## 掲載テキスト
━━━━━━

説明

スイッチ

【課題】本発明の目的は、導電フィルムまたは導電部に、ユーザがキートップが押し下げられる際に曲げ弾性変形する屈曲部を設けることで、ユーザがキートップの往復動を繰り返しても、タッチセンサの機能が低下せず信頼性を確保できるスイッチを実現することにある。
【解決手段】本発明は、タッチセンサとプッシュ式スイッチエレメントとを備え、前記タッチセンサは自身の押圧部への物体の接近または接触を検知し、前記プッシュ式スイッチエレメントは自身のキートップ部の押圧状態に応じた接続状態をとるスイッチにおいて、前記タッチセンサは、前記押圧部付近に導電パターンが形成された導電フィルムを有し、前記導電パターンに物体が接近または接触したときに前記導電パターンに生じる電気的特性の変化により物体の接近または接触を検知し、前記導電フィルムは、前記押圧部近傍に弾性変形が可能な屈曲部が形成されていることを特徴とする。

【発明の詳細な説明】
【技術分野】
【0001】
本発明は、タッチセンサを備えたスイッチに関する。
【背景技術】
【0002】
フィールド機器等を制御するコントローラの操作部等に用いられるスイッチは、タッチセンサとプッシュ式スイッチエレメントとを備えた装置で、タッチセンサが自身の押圧部への物体の接近または接触を検知し、プッシュ式スイッチエレメントがキートップ部の押圧状態に応じたON/OFF状態を検知する。
【0003】
このような従来のスイッチの例を、図面を用いて詳細に説明する。
図6は、従来のスイッチの構成例を示した図である。図6において、プリント基板1は、往復動を行うキートップ11を備えたスイッチエレメント12と、スイッチコネクタ13と、スペーサ孔14と、導電フィルムコネクタ15と、タッチセンサIC16と、タッチセンサコネクタ17が実装されている。スイッチエレメント12は、可動部を備えた押しボタンスイッチ等で、可動部が押圧され一定の位置に達するとON状態となる。スイッチコネクタ13とタッチセンサコネクタ17は、図示しない制御部に接続されている。

━━━━━━

コレクションの記録
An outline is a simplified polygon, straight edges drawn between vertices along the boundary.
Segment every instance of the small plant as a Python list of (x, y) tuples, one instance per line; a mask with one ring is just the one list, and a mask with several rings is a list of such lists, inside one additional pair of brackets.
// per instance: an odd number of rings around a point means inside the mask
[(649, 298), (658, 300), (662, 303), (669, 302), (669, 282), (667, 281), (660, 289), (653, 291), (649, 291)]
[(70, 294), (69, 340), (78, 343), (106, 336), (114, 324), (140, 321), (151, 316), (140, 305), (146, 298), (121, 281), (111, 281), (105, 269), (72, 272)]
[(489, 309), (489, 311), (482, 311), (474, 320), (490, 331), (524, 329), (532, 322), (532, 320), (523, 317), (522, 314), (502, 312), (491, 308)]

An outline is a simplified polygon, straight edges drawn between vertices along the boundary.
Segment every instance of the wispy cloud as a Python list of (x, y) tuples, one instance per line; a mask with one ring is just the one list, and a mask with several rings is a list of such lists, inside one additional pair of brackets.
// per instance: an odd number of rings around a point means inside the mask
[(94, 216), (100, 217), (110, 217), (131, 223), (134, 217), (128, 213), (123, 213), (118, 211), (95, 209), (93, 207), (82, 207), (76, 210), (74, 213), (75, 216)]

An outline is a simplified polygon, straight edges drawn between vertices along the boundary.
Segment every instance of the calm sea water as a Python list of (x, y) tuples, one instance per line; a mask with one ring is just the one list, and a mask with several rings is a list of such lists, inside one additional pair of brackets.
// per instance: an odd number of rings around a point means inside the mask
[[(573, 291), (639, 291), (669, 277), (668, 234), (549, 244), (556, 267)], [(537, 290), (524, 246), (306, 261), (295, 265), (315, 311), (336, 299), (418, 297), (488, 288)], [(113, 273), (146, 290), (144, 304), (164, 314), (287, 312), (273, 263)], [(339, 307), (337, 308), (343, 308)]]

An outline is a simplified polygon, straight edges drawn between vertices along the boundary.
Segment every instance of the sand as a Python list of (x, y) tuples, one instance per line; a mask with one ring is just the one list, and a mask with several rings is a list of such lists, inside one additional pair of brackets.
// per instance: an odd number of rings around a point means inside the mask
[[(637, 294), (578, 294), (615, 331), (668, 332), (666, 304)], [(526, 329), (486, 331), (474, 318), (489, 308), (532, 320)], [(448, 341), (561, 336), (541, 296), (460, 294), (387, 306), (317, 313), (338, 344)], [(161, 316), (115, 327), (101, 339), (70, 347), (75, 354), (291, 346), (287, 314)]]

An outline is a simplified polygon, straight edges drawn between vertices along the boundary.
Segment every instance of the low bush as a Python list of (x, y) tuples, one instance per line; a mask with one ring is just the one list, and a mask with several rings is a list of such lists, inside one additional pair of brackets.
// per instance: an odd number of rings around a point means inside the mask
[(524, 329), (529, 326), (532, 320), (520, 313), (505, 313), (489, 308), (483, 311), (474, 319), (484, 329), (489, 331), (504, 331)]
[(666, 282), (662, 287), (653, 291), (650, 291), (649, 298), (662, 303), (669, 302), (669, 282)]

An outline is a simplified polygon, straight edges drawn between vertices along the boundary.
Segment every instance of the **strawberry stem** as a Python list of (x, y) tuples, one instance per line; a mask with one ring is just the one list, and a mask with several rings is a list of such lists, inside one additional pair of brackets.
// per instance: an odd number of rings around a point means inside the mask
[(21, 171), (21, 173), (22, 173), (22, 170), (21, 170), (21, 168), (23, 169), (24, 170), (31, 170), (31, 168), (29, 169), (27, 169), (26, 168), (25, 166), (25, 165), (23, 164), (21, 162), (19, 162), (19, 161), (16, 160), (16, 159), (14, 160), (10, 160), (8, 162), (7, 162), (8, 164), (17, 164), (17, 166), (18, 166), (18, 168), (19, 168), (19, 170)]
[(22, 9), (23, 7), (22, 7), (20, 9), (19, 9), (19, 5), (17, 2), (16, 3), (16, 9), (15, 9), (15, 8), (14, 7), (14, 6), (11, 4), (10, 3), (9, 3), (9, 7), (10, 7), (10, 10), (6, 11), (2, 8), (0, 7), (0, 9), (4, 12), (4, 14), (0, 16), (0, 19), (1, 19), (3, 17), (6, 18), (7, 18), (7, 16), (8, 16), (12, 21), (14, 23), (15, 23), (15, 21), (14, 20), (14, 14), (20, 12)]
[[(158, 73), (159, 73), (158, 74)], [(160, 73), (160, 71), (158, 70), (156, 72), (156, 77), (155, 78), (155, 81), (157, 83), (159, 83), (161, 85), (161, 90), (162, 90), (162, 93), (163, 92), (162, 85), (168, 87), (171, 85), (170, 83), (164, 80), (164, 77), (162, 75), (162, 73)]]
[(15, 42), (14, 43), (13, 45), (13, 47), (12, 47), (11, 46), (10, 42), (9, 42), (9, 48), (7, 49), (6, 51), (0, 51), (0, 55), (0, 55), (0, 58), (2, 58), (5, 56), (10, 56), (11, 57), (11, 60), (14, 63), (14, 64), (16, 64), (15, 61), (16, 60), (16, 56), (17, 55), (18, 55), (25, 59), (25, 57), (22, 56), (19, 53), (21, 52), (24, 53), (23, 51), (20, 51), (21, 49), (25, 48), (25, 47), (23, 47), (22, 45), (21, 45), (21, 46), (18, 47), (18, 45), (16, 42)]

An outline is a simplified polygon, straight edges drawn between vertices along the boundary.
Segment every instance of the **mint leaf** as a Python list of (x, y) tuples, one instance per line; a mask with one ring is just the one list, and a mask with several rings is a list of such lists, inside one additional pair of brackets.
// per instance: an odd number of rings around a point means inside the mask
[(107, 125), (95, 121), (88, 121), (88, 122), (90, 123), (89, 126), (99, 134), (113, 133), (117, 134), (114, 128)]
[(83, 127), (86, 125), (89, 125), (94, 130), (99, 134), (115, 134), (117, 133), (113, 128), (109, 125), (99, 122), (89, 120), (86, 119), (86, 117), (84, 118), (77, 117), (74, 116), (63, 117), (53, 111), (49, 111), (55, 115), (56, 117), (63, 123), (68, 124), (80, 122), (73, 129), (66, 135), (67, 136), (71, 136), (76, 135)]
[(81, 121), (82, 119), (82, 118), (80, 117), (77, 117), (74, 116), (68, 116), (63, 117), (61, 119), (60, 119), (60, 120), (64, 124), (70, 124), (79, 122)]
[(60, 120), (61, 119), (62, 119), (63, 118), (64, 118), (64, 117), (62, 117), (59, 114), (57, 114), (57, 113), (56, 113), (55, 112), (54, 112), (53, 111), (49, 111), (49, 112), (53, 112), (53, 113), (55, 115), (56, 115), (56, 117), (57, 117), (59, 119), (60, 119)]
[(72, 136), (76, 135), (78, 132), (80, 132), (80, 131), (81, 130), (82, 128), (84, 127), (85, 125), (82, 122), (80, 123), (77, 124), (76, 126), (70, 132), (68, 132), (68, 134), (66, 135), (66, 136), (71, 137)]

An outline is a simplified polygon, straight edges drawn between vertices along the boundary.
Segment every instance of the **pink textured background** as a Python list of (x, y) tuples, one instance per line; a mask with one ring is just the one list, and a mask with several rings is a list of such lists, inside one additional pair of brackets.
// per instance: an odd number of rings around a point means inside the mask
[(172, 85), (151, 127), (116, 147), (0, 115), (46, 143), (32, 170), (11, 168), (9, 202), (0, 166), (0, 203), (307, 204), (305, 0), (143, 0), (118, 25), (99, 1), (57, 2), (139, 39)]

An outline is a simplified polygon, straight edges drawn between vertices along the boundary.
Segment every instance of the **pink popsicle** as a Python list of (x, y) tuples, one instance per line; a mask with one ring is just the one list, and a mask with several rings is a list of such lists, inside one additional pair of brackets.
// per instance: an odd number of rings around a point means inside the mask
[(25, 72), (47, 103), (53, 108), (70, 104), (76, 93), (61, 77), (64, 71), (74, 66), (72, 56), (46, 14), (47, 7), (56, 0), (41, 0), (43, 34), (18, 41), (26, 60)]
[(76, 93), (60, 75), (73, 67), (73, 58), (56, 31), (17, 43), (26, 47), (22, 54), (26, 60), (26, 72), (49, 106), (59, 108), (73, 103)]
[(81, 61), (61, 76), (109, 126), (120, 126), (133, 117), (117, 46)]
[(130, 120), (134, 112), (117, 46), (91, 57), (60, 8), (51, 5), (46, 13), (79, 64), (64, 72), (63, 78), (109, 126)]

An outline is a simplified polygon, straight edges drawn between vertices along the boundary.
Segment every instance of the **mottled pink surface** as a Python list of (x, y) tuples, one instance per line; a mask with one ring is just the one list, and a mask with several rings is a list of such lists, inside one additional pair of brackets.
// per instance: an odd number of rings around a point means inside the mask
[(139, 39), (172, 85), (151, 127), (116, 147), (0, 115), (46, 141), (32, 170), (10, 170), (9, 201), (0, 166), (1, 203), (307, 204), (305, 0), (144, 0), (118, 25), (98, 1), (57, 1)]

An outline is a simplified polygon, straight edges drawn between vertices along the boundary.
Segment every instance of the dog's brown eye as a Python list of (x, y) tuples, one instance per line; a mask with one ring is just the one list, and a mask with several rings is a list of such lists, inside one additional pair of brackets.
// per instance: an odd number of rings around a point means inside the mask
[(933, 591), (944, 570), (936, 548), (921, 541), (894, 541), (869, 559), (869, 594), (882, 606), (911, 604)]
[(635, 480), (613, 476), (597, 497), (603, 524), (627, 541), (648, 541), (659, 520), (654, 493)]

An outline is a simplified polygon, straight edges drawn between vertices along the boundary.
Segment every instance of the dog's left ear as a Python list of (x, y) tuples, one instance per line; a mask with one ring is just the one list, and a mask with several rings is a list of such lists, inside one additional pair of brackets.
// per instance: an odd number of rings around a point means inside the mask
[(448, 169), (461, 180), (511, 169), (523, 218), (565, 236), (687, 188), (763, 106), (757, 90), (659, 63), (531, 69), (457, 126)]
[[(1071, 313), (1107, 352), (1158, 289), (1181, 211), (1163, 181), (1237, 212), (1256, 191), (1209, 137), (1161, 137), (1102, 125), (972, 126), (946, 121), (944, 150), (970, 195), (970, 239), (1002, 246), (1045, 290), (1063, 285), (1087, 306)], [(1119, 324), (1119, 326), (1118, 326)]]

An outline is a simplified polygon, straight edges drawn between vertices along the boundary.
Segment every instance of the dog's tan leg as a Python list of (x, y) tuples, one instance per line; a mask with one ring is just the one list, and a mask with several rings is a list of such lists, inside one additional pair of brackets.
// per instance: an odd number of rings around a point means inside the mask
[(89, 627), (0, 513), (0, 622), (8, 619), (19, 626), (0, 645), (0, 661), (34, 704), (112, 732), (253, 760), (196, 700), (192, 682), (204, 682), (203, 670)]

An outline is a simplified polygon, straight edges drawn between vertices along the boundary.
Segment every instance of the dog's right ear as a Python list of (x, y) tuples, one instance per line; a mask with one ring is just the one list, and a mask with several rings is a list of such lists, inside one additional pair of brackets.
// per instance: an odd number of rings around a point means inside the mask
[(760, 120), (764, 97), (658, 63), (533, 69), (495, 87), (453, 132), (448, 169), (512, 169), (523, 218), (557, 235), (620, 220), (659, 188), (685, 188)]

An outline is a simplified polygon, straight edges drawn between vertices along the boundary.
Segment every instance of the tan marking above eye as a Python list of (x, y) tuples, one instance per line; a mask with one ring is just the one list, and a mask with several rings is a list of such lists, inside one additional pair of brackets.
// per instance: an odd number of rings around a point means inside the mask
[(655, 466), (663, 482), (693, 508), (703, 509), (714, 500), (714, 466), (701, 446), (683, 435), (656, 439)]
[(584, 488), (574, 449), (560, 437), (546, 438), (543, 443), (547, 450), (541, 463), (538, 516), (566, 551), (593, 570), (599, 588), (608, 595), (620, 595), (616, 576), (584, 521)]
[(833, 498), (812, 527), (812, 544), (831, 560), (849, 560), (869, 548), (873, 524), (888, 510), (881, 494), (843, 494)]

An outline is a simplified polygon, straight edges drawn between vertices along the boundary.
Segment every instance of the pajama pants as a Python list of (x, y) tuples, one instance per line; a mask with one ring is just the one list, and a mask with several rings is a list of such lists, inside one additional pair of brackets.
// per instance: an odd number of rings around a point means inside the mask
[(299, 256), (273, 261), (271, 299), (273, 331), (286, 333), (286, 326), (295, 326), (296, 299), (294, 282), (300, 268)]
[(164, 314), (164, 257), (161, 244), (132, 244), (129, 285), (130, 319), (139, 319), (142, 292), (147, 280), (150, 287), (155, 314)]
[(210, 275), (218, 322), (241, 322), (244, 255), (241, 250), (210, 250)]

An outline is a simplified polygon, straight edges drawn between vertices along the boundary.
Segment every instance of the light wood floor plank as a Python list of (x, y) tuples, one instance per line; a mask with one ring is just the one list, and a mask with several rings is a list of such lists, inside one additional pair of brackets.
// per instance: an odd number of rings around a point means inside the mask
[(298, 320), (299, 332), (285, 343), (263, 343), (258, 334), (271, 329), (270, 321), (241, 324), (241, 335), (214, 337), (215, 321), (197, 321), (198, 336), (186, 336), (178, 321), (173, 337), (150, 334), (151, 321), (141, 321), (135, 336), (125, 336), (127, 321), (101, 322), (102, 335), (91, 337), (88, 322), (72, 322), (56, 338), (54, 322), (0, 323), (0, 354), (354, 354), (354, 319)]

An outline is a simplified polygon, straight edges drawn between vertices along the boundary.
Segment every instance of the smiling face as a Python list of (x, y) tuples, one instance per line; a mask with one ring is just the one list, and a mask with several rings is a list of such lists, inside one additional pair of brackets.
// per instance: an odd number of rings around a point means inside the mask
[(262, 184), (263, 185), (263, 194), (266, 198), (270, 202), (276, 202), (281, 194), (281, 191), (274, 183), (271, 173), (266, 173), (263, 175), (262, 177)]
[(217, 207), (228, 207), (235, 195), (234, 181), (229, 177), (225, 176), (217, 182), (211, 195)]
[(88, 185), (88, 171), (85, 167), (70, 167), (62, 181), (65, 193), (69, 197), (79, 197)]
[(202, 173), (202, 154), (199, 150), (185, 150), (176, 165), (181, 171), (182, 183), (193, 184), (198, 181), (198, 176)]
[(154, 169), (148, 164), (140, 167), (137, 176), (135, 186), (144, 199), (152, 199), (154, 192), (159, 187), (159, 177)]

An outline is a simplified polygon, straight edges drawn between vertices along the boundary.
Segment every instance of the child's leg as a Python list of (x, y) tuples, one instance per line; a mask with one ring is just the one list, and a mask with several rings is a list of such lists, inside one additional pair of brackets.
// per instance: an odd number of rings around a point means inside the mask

━━━━━━

## 必要な作業
• A. スイッチに関する文章から、「図6は、従来のスイッチの構成」から「ない制御部に接続されている。」までを両端も含めてそのまま抜き出す。
• B. スイッチに関する文章を、最後の文の後から書き継ぐ。
記録はここでは使わない。

## 回答
• A.
図6は、従来のスイッチの構成例を示した図である。図6において、プリント基板1は、往復動を行うキートップ11を備えたスイッチエレメント12と、スイッチコネクタ13と、スペーサ孔14と、導電フィルムコネクタ15と、タッチセンサIC16と、タッチセンサコネクタ17が実装されている。スイッチエレメント12は、可動部を備えた押しボタンスイッチ等で、可動部が押圧され一定の位置に達するとON状態となる。スイッチコネクタ13とタッチセンサコネクタ17は、図示しない制御部に接続されている。

• B.
スイッチエレメント12とスイッチコネクタ13との間と、導電フィルムコネクタ15とタッチセンサIC16との間と、タッチセンサIC16とタッチセンサコネクタ17との間は、導電性を有する部材によって配線されている。
【0004】
ブラケット2は、プリント基板1の上方に設けられ、キートップ11の往復動のガイドとなる貫通孔21を有し、下面にはスペーサ22が取り付けられている。このスペーサ22はプリント基板1のスペーサ孔14に嵌合され、ブラケット2とプリント基板1との間の一定距離を確保する。
【0005】
導電フィルム3は、ブラケット2の上面に設けられ、弾性を有するプラスチック等で平板状に形成され、金属や導電性プラスチック等で形成された導電部31と、プリント基板1の導電フィルムコネクタ15と接続される端子部32を備えている。導電部31と端子部32は導電性を有する部材によって配線されている。
導電部31と、端子部32および導電フィルムコネクタ15を介して接続されたタッチセンサIC16とにより、導電部31への物体の接近または接続を検知しその状態を出力するタッチセンサを形成する。ここでは、導電部31がタッチセンサの押圧部となる。
【0006】
ベゼル4は、下面部が開口した箱状に形成され、プリント基板1、ブラケット2、導電フィルム3の全体を取り囲むよう配置される。ベゼル4には、導電部31に対面する位置に開口部41を有している。
【0007】
このような、スイッチの動作例を、図面を用いて説明する。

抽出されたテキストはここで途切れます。